#### [TO DO]
The records that appear below are to be restated word for word.

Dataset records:

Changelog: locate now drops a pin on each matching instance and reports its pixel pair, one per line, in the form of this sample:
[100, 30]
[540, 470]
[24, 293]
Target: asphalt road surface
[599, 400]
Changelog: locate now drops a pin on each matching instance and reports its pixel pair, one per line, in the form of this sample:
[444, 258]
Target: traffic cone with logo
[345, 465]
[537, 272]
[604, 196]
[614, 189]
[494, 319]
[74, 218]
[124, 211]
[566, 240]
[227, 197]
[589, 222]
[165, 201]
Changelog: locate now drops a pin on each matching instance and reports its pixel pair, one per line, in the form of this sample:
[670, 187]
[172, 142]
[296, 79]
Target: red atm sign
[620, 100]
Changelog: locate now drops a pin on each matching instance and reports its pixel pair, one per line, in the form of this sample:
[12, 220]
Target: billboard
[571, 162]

#### [OUTPUT]
Changelog: locate now drops a pin on each matching instance and reports its pixel pair, one per line, in the form of this sample:
[100, 30]
[540, 470]
[24, 293]
Target: asphalt road surface
[599, 400]
Changelog: locate now drops a pin on each matching instance and reports its pixel pair, one per line, in the form of this sample:
[444, 258]
Target: traffic cone with logo
[345, 465]
[537, 272]
[604, 196]
[614, 189]
[494, 319]
[74, 218]
[124, 211]
[566, 240]
[227, 197]
[589, 222]
[165, 201]
Changelog: locate now drops a pin on each matching instance and reports its pixel pair, one per line, in the form of this sample:
[670, 187]
[172, 142]
[296, 79]
Target: red atm sign
[620, 100]
Changelog: locate now drops a pin on each matching instance and reports its pixel pair, one per line, in the form of this sample:
[12, 220]
Target: billboard
[571, 162]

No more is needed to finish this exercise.